PASSAGE:
++++++++
This paper expands conceptual and methodological approaches to characterising food environments by integrating sustainability dimensions alongside traditional food environment properties. Using a socio-ecological framework, the authors develop a typology of wild, cultivated, and built food environments accessible across low-, middle-, and high-income countries, and propose a toolbox of measurement approaches for evaluating interventions aimed at supporting sustainable diets. The work bridges food systems, public health nutrition, and environmental sustainability by positioning food environments as critical intervention points for addressing obesity, undernutrition, and climate change.

UK applicability

The framework's typology of wild and cultivated food environments may have limited direct application to highly urbanised UK contexts where built food environments predominate, though the measurement methodologies and sustainability characterisation approach could inform UK food policy and environmental health assessments. The paper's integration of sustainability properties into food environment measurement aligns with UK policy directions on sustainable food systems and public health nutrition.
++++++++
RECORD SET:
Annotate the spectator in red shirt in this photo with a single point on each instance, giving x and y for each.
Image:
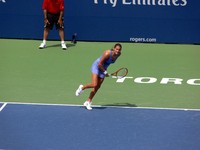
(53, 15)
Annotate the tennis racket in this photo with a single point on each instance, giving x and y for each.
(120, 73)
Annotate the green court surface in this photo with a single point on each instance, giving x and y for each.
(52, 75)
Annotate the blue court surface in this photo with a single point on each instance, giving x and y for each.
(62, 127)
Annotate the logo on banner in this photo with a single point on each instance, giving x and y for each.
(114, 3)
(3, 1)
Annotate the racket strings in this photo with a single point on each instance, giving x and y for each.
(121, 73)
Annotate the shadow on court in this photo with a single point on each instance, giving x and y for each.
(121, 105)
(53, 127)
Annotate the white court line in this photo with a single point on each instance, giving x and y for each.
(125, 107)
(3, 106)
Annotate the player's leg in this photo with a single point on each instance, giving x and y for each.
(48, 25)
(60, 28)
(88, 103)
(93, 83)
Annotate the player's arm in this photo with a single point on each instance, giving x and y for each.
(104, 57)
(60, 21)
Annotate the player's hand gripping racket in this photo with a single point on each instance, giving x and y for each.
(122, 72)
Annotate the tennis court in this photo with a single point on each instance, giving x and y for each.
(155, 107)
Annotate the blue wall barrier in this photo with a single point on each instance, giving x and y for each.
(161, 21)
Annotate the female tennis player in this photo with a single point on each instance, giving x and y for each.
(99, 72)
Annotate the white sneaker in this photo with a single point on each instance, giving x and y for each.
(79, 90)
(88, 105)
(63, 46)
(42, 45)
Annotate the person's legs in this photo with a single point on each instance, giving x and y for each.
(62, 37)
(96, 85)
(45, 36)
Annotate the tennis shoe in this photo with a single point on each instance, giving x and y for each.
(88, 105)
(42, 45)
(64, 47)
(79, 90)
++++++++
GOALS:
[A] Name every type of food environment in the typology that the food environments summary describes.
[B] Answer these from the food environments summary above:
(i) What framework do the authors use to develop their typology?
(ii) In what UK contexts might the typology of wild and cultivated food environments have limited direct application?
(iii) Which three fields does the work bridge?
[C] Take the summary of the food environments paper further with a next paragraph.

TASK RESPONSES:
[A] Wild, cultivated, built

[B]
(i) A socio-ecological framework
(ii) Highly urbanised UK contexts where built food environments predominate
(iii) Food systems, public health nutrition, and environmental sustainability

[C]
Key measures

Typological characterisation of food environments; measurement framework for availability, affordability, convenience, promotion, quality, and sustainability properties of foods and beverages

Outcomes reported

The study developed an expanded definition of food environments encompassing wild, cultivated, and built environments with sustainability properties integrated. It provided a typology characterising food environment types across income levels and identified objective and subjective measurement tools for assessing availability, affordability, convenience, promotion, quality, and sustainability properties.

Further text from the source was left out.